YOUR INSTRUCTIONS
Pick out every line in the items below that contains the string "positive", treating uppercase and lowercase as different, and copy those lines unchanged.

------------------------------------

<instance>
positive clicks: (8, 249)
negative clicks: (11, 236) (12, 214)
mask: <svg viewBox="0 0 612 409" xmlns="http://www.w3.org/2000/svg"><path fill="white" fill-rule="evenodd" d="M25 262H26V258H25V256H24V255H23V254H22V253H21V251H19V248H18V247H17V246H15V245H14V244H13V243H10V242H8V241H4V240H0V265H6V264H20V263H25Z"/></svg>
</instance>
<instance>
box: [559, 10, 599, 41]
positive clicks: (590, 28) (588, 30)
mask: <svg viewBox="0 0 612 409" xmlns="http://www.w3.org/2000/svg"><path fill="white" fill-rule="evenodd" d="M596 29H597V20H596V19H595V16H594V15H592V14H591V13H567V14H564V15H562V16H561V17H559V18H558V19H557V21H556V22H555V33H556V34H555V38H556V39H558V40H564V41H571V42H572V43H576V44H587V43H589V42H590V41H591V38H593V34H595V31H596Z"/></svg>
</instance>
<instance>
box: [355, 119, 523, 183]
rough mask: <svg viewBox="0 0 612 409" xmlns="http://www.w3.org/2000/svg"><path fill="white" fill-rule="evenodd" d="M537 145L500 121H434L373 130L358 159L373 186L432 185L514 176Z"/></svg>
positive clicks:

------------------------------------

REPLY
positive clicks: (8, 249)
positive clicks: (590, 28) (588, 30)
positive clicks:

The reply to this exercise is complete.